**Objectif de l'exercice**
Renvoyez telles quelles les lignes qui vont de celle contenant « Task: spot one point per instance of the bird's head. » jusqu'à la fin des items, bornes incluses.

**Items d'un jeu d'annotations par points**

------------------------------------------------------------

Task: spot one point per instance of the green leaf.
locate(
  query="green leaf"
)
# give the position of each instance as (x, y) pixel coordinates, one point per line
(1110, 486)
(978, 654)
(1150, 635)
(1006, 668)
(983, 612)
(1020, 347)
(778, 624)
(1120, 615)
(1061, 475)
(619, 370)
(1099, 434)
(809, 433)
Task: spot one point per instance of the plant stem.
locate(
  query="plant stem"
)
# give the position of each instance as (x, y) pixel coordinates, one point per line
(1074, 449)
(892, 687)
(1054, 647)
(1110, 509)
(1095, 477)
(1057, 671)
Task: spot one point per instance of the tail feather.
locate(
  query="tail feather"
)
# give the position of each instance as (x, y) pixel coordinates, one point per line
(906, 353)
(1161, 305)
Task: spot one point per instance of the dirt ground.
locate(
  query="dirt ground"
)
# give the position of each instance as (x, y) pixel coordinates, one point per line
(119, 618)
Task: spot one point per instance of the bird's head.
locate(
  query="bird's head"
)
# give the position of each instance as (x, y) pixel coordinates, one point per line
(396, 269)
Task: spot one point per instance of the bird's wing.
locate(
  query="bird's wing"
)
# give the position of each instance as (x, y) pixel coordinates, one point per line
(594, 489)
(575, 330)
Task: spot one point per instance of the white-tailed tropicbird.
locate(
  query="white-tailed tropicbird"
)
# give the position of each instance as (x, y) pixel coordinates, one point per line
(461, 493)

------------------------------------------------------------

**Solution ci-dessous**
Task: spot one point per instance of the bird's head.
locate(
  query="bird's head"
)
# give the position of each instance as (x, y) pixel coordinates, one point per line
(396, 269)
Task: spot one point per instance of the bird's wing.
locate(
  query="bird's wing"
)
# give the position of each instance as (x, y) pixel coordinates, one point per line
(594, 489)
(575, 330)
Task: spot one point per instance of the white-tailed tropicbird.
locate(
  query="white-tailed tropicbird"
)
# give the position of each instance as (x, y) pixel coordinates, one point per line
(461, 493)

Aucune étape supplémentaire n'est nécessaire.